Saved data entries
○ ○ ○ ○
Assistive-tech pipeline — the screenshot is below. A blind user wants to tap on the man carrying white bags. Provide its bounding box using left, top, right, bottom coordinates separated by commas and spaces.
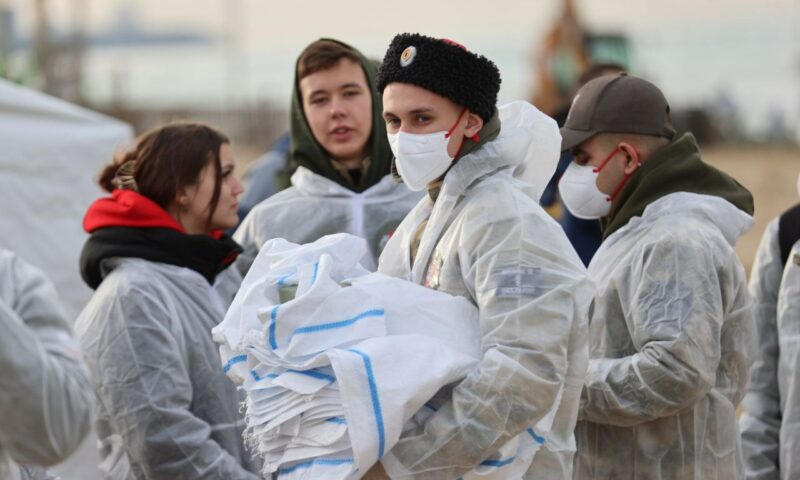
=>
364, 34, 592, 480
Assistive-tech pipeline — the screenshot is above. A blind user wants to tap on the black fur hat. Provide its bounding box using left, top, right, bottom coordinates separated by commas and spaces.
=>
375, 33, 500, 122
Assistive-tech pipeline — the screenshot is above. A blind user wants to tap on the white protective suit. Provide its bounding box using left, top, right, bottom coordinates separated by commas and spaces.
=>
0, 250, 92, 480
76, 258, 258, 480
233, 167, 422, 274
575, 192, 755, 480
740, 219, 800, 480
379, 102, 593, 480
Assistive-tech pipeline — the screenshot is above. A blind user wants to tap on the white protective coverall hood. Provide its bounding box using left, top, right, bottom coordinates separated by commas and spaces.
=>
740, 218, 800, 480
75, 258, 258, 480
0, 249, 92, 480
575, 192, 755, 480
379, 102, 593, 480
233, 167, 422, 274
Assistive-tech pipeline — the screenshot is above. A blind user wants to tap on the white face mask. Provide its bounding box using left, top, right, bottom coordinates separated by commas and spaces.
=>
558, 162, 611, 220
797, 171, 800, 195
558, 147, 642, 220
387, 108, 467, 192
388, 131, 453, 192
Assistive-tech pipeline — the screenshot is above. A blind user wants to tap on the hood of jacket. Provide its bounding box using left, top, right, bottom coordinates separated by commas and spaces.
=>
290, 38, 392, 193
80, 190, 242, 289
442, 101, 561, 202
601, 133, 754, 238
○ ○ ○ ○
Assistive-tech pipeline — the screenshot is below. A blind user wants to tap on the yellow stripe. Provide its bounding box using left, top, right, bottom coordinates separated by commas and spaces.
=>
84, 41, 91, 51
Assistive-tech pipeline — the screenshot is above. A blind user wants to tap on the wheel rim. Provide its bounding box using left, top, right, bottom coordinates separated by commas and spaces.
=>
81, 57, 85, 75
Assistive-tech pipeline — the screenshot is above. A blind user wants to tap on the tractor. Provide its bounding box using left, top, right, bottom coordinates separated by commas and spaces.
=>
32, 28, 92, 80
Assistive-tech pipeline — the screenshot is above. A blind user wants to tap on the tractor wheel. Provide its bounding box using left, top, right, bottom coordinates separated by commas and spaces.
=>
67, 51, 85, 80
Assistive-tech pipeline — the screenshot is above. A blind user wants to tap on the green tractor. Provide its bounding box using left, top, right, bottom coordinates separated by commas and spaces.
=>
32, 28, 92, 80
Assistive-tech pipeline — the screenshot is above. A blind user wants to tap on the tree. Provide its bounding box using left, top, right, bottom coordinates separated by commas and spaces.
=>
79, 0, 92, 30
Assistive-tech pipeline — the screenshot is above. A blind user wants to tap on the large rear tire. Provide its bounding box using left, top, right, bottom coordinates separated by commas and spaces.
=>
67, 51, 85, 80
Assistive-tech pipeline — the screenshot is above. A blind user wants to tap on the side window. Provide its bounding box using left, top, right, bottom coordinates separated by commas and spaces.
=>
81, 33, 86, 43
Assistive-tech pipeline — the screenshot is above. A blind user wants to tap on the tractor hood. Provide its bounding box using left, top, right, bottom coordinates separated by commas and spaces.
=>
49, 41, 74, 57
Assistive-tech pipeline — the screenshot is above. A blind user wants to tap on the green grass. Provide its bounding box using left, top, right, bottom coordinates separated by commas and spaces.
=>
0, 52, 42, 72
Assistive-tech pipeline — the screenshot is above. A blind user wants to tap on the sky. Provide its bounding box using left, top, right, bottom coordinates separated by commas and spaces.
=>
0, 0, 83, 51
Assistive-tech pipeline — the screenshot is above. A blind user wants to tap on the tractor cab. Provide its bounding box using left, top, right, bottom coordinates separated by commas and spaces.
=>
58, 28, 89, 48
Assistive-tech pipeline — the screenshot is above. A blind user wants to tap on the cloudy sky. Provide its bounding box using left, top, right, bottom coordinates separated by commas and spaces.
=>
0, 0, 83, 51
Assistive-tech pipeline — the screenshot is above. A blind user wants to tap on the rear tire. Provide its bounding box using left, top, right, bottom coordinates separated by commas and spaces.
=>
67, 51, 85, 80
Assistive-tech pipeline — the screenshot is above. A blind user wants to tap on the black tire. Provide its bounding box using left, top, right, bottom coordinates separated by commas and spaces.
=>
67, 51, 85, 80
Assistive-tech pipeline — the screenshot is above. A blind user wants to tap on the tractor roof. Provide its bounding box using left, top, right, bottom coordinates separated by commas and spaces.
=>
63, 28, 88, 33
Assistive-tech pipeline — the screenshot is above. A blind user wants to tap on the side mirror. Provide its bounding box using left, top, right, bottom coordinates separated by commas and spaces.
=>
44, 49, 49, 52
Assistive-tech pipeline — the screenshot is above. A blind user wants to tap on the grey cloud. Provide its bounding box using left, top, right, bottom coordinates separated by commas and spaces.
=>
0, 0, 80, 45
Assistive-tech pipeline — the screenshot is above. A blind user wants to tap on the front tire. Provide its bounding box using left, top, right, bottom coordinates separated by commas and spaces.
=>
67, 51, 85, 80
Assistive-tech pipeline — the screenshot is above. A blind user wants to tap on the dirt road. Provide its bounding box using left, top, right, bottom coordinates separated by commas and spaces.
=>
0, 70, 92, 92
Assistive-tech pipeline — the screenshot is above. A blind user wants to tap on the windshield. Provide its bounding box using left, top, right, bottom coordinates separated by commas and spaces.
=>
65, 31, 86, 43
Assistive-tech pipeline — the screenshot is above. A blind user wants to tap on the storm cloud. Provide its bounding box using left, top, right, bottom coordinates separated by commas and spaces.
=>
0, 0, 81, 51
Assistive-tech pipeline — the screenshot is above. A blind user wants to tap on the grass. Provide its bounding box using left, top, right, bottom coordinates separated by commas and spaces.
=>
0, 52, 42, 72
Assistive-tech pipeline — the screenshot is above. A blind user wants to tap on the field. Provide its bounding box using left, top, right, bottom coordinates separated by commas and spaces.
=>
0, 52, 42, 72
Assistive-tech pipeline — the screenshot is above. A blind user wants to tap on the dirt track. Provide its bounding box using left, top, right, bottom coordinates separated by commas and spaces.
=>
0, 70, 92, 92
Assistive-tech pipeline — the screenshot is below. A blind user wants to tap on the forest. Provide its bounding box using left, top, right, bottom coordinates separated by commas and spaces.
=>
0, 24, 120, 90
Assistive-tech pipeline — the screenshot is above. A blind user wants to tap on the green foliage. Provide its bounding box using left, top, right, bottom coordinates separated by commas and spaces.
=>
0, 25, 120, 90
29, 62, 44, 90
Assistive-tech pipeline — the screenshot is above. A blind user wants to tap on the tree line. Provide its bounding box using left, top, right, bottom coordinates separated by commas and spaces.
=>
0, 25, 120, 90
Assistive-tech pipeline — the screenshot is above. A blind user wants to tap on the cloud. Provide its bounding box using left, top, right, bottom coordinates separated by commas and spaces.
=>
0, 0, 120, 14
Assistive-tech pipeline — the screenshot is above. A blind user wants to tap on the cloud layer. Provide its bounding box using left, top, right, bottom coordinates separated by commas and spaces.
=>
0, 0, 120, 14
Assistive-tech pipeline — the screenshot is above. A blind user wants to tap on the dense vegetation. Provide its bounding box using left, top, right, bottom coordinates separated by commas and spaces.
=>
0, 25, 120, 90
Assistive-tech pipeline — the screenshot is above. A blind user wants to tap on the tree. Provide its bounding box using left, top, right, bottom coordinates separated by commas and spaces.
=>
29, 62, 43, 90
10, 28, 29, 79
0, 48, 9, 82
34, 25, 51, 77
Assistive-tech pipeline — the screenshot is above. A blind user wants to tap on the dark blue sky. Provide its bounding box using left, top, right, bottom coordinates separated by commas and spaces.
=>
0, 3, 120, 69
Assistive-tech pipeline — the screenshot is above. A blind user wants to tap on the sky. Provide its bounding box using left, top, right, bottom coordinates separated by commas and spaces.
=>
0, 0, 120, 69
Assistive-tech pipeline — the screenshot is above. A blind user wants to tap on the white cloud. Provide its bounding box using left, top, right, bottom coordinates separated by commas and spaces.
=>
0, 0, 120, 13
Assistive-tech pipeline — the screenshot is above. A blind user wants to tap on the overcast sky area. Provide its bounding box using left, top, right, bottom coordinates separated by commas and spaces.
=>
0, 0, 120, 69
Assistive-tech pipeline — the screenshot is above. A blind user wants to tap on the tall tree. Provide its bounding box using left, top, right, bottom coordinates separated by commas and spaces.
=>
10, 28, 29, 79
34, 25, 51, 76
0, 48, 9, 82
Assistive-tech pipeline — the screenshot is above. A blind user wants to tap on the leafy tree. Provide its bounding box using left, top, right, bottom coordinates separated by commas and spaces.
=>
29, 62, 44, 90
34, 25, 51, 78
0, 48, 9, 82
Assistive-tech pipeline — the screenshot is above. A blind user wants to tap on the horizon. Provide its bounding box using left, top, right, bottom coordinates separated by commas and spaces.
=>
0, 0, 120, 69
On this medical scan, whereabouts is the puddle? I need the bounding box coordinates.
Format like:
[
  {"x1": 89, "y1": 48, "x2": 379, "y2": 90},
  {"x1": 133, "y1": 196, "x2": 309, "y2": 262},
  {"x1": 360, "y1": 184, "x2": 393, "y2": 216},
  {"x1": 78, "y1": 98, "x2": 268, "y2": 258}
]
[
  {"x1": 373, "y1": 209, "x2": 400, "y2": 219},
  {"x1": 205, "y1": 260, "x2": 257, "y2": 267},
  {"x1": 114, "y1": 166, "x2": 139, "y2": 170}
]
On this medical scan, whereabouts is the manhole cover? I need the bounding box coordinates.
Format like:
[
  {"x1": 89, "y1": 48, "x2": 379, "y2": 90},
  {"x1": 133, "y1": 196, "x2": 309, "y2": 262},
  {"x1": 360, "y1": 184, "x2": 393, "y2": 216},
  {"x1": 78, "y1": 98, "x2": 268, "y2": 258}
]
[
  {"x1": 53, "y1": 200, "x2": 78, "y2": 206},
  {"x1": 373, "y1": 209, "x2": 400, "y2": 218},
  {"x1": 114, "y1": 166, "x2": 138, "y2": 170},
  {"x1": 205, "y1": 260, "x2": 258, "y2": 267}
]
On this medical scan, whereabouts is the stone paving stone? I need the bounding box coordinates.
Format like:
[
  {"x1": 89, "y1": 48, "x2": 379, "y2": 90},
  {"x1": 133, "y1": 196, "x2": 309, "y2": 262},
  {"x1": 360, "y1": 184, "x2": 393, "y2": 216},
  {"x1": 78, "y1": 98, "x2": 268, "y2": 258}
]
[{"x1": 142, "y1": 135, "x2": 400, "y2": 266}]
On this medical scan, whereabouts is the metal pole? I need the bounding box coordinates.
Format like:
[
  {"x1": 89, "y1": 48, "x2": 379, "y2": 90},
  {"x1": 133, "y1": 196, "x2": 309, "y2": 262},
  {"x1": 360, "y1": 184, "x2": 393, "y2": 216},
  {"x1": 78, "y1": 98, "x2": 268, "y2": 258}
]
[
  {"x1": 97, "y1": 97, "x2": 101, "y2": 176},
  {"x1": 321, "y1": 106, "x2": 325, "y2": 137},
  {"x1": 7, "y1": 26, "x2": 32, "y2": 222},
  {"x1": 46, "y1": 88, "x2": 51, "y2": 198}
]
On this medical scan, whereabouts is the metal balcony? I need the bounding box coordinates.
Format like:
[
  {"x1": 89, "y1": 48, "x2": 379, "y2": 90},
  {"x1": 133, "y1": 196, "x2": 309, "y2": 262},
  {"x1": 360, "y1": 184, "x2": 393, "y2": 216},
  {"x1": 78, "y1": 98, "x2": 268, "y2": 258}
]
○ ○ ○ ○
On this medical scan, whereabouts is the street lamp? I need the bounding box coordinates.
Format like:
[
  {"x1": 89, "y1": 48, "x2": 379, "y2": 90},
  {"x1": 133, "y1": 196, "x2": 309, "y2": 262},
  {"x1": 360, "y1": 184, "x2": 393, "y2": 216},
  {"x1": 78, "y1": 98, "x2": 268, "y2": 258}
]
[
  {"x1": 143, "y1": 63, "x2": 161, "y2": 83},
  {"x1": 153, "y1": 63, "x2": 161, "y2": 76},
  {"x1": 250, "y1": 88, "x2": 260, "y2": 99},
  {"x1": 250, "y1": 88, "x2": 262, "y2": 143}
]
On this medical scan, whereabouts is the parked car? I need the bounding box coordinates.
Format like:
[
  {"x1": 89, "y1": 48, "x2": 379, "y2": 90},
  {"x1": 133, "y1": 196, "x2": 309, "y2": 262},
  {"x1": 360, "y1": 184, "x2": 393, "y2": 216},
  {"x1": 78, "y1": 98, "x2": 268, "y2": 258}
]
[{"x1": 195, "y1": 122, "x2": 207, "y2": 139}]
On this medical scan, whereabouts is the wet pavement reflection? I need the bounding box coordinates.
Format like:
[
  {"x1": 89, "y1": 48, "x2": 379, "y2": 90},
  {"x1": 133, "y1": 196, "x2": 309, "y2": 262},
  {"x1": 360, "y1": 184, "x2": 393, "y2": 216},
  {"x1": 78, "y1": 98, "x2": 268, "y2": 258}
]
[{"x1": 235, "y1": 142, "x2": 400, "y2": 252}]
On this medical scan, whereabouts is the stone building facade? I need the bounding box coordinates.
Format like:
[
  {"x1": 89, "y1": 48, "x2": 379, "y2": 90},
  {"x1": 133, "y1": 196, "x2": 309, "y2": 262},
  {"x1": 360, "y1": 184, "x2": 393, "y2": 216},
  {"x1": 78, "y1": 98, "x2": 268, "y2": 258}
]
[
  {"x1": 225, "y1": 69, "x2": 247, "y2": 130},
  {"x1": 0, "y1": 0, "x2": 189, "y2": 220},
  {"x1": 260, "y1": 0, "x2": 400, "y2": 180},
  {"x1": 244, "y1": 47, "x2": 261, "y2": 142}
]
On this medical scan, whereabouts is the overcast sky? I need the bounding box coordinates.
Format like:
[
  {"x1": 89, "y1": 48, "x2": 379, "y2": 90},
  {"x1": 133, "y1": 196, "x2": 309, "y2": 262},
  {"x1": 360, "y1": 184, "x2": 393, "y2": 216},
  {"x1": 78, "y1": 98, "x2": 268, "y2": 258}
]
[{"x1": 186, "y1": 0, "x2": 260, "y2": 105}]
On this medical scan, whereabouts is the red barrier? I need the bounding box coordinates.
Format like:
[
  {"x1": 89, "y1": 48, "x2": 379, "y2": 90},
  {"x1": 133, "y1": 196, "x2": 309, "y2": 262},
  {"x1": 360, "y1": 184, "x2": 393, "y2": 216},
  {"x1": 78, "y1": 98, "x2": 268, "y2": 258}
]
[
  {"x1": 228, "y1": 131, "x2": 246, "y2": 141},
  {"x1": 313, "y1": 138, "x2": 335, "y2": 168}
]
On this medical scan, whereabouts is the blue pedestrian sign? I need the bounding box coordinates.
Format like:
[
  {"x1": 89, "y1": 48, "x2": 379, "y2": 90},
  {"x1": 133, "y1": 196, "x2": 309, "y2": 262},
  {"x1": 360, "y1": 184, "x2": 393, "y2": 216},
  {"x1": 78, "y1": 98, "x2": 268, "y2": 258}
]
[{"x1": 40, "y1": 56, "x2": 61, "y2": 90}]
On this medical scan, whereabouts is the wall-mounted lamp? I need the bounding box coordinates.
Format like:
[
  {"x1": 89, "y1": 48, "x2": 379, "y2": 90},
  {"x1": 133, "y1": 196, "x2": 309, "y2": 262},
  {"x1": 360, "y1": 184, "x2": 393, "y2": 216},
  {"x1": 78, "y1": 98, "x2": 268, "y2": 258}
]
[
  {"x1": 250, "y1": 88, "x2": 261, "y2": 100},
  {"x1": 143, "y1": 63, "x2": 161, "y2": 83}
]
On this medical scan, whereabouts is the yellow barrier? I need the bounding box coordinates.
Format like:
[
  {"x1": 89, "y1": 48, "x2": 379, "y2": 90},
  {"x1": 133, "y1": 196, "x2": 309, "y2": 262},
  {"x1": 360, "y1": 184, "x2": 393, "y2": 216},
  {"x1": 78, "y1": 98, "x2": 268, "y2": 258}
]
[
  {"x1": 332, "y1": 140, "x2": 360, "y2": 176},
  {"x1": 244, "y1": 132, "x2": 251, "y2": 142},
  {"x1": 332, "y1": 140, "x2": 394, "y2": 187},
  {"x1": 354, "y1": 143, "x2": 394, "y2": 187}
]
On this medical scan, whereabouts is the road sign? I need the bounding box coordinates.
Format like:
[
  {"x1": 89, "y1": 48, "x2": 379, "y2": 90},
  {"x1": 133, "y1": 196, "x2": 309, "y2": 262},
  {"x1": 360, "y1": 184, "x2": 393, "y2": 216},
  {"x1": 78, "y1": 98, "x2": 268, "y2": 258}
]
○ ○ ○ ○
### Short problem
Identify every line in the records above that contains the string "lamp", and copy each of those lines.

### Finished task
On this medical scan, whereabouts is the street lamp? I need the bounding box coordinates.
On this medical scan, whereabouts is the wall-mounted lamp? I need the bounding box coordinates.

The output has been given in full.